» WRITTEN PROBLEM:
Print the passage below on the voice-based authentication analysis device word for word, from "The utterance period detection unit 21A of" to "the voice signals.".

» TEXT BLOCK:
The utterance period detection unit 21A of the authentication analysis device P1 according to Embodiment 1 detects the first utterance period and the second utterance period in time series of the acquired voice signals. Accordingly, the authentication analysis device P1 according to Embodiment 1 can execute the user authentication processing again by using the utterance voice signals of the plurality of utterance periods sequentially detected in the time series of the voice signals.

In Embodiment 1, the first utterance period and the second utterance period are two continuous utterance periods detected by the utterance period detection unit 21A. Accordingly, when it is determined that the user authentication is impossible using the utterance voice signal of one utterance period (that is, the first utterance period), the utterance feature amount in which the personality appears more strongly can be extracted by sequentially connecting the utterance voice signals in chronological order and increasing the signal length (utterance voice length) of the connected voice signal to be used for the user authentication processing. Accordingly, the authentication analysis device P1 according to Embodiment 1 can extract the utterance feature amount in which the personality to be used for the user authentication appears more strongly even when there is a variation in the utterance feature amounts of the user included in the utterance voice signals, and thus can improve the user authentication accuracy.

In Embodiment 1, a total length of the first utterance period and the second utterance period is equal to or longer than a first predetermined time (for example, equal to or longer than 5 seconds). Accordingly, the authentication analysis device P1 according to Embodiment 1 can improve the user authentication accuracy even when there is a variation in the utterance feature amounts of the user included in the utterance voice signals by using the connected voice signal having a signal length equal to or longer than the first predetermined time.

In the authentication analysis device P1 according to Embodiment 1, a length of each of the first utterance period and the second utterance period is equal to or longer than a second predetermined time (for example, equal to or longer than 10 seconds). Accordingly, the authentication analysis device P1 according to Embodiment 1 can remove, from the utterance voice signals to be used for the user authentication, an utterance voice signal that is a short utterance such as “Yes” or “Yeah” and has a small utterance feature amount of the individual user US. Therefore, the authentication analysis device P1 can execute the user authentication by using the connected voice signal having the utterance feature amount in which the personality appears more strongly, and thus can improve the user authentication accuracy. In addition, the authentication analysis device P1 according to Embodiment 1 can improve the user authentication accuracy even when there is a variation in the utterance feature amounts of the user included in the utterance voice signals by using the connected voice signal having a signal length equal to or longer than the predetermined time and having the utterance feature amount more suitable for the user authentication processing.

» STORED RECORDS:
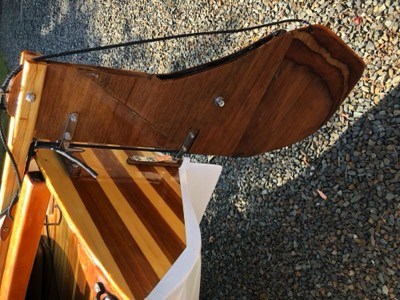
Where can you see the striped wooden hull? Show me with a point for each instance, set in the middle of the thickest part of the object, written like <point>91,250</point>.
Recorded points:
<point>124,229</point>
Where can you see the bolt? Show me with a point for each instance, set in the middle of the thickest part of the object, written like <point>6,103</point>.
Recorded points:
<point>73,117</point>
<point>219,101</point>
<point>67,136</point>
<point>30,97</point>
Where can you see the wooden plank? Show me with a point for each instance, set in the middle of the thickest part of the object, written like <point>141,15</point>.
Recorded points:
<point>79,221</point>
<point>20,136</point>
<point>24,238</point>
<point>131,233</point>
<point>157,111</point>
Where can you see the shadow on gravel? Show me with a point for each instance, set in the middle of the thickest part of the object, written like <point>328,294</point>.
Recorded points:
<point>301,246</point>
<point>45,27</point>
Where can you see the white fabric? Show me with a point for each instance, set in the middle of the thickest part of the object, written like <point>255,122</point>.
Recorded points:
<point>182,281</point>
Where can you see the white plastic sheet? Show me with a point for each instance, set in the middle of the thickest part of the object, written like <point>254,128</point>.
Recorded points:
<point>182,280</point>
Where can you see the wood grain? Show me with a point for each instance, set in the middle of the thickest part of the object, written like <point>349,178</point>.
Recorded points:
<point>20,135</point>
<point>24,238</point>
<point>287,87</point>
<point>123,238</point>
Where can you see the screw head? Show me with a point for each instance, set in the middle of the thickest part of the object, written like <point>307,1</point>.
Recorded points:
<point>67,136</point>
<point>73,117</point>
<point>30,97</point>
<point>219,101</point>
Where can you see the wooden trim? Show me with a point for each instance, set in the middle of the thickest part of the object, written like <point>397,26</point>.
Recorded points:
<point>20,135</point>
<point>24,238</point>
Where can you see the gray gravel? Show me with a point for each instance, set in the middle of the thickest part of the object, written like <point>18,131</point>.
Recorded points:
<point>267,233</point>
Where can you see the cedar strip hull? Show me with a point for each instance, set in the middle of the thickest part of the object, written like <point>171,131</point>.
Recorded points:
<point>111,231</point>
<point>275,95</point>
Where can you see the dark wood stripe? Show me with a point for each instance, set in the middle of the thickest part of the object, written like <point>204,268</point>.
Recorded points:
<point>127,254</point>
<point>160,230</point>
<point>170,197</point>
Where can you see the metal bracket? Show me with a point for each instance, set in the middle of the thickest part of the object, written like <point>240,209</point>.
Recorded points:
<point>69,131</point>
<point>188,143</point>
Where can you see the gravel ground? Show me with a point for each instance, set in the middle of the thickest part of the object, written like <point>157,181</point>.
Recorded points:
<point>267,233</point>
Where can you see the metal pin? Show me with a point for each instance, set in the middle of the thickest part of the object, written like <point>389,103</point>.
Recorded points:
<point>30,97</point>
<point>219,101</point>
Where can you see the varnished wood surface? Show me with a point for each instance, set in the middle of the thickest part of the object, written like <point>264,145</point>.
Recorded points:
<point>20,136</point>
<point>24,239</point>
<point>128,222</point>
<point>274,95</point>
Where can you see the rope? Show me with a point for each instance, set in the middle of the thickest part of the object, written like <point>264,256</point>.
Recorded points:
<point>8,209</point>
<point>166,38</point>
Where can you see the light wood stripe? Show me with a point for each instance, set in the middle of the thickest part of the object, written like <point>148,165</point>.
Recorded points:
<point>147,244</point>
<point>69,201</point>
<point>153,196</point>
<point>149,215</point>
<point>169,179</point>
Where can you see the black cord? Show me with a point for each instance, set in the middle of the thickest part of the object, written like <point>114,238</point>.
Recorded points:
<point>4,87</point>
<point>166,38</point>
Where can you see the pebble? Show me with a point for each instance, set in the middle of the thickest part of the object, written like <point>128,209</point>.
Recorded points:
<point>273,236</point>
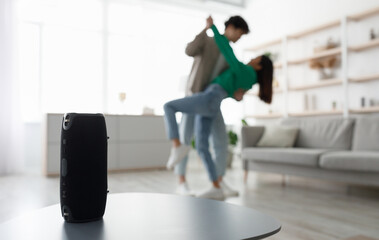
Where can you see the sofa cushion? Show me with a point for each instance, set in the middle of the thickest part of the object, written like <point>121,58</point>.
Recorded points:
<point>278,136</point>
<point>366,134</point>
<point>322,132</point>
<point>297,156</point>
<point>351,160</point>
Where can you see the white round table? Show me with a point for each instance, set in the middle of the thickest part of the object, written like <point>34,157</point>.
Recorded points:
<point>147,216</point>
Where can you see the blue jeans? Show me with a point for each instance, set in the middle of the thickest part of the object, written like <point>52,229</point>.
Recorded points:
<point>218,140</point>
<point>205,106</point>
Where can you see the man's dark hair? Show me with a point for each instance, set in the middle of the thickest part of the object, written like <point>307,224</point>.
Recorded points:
<point>265,76</point>
<point>238,22</point>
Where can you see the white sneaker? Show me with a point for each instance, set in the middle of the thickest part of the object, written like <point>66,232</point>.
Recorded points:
<point>177,154</point>
<point>213,193</point>
<point>228,191</point>
<point>183,189</point>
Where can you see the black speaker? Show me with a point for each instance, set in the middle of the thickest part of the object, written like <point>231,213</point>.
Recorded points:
<point>83,181</point>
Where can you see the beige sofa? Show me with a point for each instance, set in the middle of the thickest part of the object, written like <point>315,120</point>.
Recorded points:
<point>344,150</point>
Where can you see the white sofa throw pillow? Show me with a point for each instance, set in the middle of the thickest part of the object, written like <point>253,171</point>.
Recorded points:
<point>278,136</point>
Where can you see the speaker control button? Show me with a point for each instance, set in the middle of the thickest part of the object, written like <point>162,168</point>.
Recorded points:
<point>64,167</point>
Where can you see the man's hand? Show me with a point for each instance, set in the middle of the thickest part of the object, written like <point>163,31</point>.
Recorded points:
<point>209,22</point>
<point>238,95</point>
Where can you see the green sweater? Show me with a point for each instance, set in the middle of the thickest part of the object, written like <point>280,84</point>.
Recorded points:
<point>238,75</point>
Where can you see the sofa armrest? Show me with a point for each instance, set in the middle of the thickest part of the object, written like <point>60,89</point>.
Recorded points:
<point>251,135</point>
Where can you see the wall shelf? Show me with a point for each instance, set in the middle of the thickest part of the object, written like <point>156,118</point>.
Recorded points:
<point>366,78</point>
<point>264,45</point>
<point>278,65</point>
<point>342,82</point>
<point>368,45</point>
<point>322,83</point>
<point>365,110</point>
<point>265,116</point>
<point>366,14</point>
<point>326,53</point>
<point>315,29</point>
<point>275,90</point>
<point>315,113</point>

» TASK OUTPUT:
The utterance period detection unit 21A of the authentication analysis device P1 according to Embodiment 1 detects the first utterance period and the second utterance period in time series of the acquired voice signals. Accordingly, the authentication analysis device P1 according to Embodiment 1 can execute the user authentication processing again by using the utterance voice signals of the plurality of utterance periods sequentially detected in the time series of the voice signals.